Written problem => Repeat everything in the material exactly.

--- Start Task inputs ---

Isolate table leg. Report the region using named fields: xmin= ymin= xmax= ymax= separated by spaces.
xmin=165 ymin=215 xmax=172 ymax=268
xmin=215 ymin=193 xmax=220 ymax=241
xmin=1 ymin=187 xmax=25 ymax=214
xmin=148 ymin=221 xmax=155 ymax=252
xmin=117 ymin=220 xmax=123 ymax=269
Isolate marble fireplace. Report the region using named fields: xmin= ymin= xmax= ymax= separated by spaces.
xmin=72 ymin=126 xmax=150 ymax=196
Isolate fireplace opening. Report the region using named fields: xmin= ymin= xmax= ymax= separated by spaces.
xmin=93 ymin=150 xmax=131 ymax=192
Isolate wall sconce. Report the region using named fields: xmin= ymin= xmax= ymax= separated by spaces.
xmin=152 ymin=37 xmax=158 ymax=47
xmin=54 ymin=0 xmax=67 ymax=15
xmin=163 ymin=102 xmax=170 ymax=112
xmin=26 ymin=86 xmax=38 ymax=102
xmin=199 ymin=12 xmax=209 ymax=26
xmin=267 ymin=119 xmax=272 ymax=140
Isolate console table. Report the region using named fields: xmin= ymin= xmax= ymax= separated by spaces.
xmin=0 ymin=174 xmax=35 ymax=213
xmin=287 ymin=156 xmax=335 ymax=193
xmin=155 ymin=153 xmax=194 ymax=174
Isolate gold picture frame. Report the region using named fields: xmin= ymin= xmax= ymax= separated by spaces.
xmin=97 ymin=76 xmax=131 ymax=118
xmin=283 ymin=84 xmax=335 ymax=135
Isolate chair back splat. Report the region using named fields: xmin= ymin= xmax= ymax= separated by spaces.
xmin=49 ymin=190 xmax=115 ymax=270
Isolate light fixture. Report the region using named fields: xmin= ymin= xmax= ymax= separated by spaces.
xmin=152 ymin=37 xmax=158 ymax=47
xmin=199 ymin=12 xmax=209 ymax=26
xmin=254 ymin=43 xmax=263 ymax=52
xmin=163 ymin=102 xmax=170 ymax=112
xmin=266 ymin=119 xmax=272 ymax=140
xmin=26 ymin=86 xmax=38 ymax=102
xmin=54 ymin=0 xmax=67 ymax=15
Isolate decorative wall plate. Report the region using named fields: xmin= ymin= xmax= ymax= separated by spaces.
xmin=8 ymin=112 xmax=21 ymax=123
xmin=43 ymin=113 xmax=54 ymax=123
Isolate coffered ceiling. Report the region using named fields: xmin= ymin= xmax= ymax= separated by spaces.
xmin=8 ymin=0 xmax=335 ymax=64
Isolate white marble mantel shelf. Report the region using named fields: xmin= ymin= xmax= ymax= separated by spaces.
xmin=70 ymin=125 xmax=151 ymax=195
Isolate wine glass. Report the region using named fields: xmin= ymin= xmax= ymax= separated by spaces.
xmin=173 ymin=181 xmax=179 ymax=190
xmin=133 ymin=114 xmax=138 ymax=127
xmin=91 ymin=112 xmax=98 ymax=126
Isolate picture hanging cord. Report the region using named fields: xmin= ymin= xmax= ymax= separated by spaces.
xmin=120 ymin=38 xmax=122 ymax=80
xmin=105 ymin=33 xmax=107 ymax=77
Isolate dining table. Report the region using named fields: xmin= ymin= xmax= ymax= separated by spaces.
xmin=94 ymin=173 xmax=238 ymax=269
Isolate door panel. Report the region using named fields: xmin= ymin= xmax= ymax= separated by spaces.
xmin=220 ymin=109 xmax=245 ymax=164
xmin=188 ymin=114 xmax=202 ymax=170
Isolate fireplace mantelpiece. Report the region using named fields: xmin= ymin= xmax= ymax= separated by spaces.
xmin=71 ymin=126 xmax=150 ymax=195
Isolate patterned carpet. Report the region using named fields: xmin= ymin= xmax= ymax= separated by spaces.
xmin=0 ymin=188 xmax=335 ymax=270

--- End Task inputs ---

Written solution =>
Isolate table leg. Report the region using named fields: xmin= ymin= xmax= ymax= separated by spaces.
xmin=165 ymin=215 xmax=172 ymax=268
xmin=215 ymin=193 xmax=220 ymax=241
xmin=1 ymin=187 xmax=25 ymax=214
xmin=148 ymin=221 xmax=155 ymax=252
xmin=117 ymin=220 xmax=123 ymax=269
Isolate marble fireplace. Report the region using named fields: xmin= ymin= xmax= ymax= separated by spaces.
xmin=72 ymin=126 xmax=150 ymax=196
Isolate fireplace opening. Report the region using named fields: xmin= ymin= xmax= ymax= separated by spaces.
xmin=93 ymin=150 xmax=131 ymax=192
Isolate wall sconce. Report the region using named fields: xmin= ymin= xmax= ymax= separated by spaces.
xmin=152 ymin=37 xmax=158 ymax=47
xmin=54 ymin=0 xmax=67 ymax=15
xmin=163 ymin=102 xmax=170 ymax=112
xmin=26 ymin=86 xmax=38 ymax=102
xmin=199 ymin=12 xmax=209 ymax=26
xmin=267 ymin=119 xmax=272 ymax=140
Isolate console table. Report the region using named fields: xmin= ymin= xmax= ymax= separated by spaces.
xmin=0 ymin=174 xmax=35 ymax=213
xmin=287 ymin=156 xmax=335 ymax=193
xmin=155 ymin=153 xmax=194 ymax=174
Isolate gold picture frame. Report the region using named fields: xmin= ymin= xmax= ymax= separated by spaces.
xmin=97 ymin=76 xmax=131 ymax=118
xmin=283 ymin=84 xmax=335 ymax=135
Isolate chair back splat. Report the region using named fields: xmin= ymin= xmax= ymax= separated by spaces.
xmin=49 ymin=190 xmax=115 ymax=270
Isolate light fixture. Report the region using named fields: xmin= ymin= xmax= ymax= separated by spaces.
xmin=152 ymin=37 xmax=158 ymax=47
xmin=199 ymin=12 xmax=209 ymax=26
xmin=254 ymin=43 xmax=263 ymax=52
xmin=163 ymin=102 xmax=170 ymax=112
xmin=266 ymin=119 xmax=272 ymax=140
xmin=26 ymin=86 xmax=38 ymax=102
xmin=54 ymin=0 xmax=67 ymax=15
Isolate decorative wall plate. Report the region using named fields: xmin= ymin= xmax= ymax= separated by spaces.
xmin=8 ymin=112 xmax=21 ymax=123
xmin=43 ymin=113 xmax=54 ymax=123
Isolate coffered ceiling. Report the region using named fields: xmin= ymin= xmax= ymax= separated by spaces.
xmin=8 ymin=0 xmax=335 ymax=64
Isolate white marble mantel shelf. Report the region using named fields: xmin= ymin= xmax= ymax= separated by spaces.
xmin=70 ymin=125 xmax=151 ymax=195
Isolate wine glass. Report the region using named fields: xmin= ymin= xmax= ymax= separated by spaces.
xmin=173 ymin=181 xmax=179 ymax=190
xmin=133 ymin=114 xmax=138 ymax=127
xmin=91 ymin=112 xmax=98 ymax=126
Isolate picture hanging cord. Report the region using named fields: xmin= ymin= xmax= ymax= separated by spaces.
xmin=120 ymin=38 xmax=122 ymax=80
xmin=105 ymin=33 xmax=107 ymax=77
Isolate dining table. Report the region using named fields: xmin= ymin= xmax= ymax= separated by spaces.
xmin=94 ymin=173 xmax=238 ymax=269
Isolate door panel. Report the region using named fields: xmin= ymin= xmax= ymax= separated by spaces.
xmin=220 ymin=109 xmax=245 ymax=164
xmin=188 ymin=114 xmax=202 ymax=170
Isolate fireplace mantelpiece. Report the region using named fields: xmin= ymin= xmax= ymax= separated by spaces.
xmin=71 ymin=126 xmax=150 ymax=195
Isolate patterned carpet. Report the region using named fields: xmin= ymin= xmax= ymax= separated by spaces.
xmin=0 ymin=188 xmax=335 ymax=270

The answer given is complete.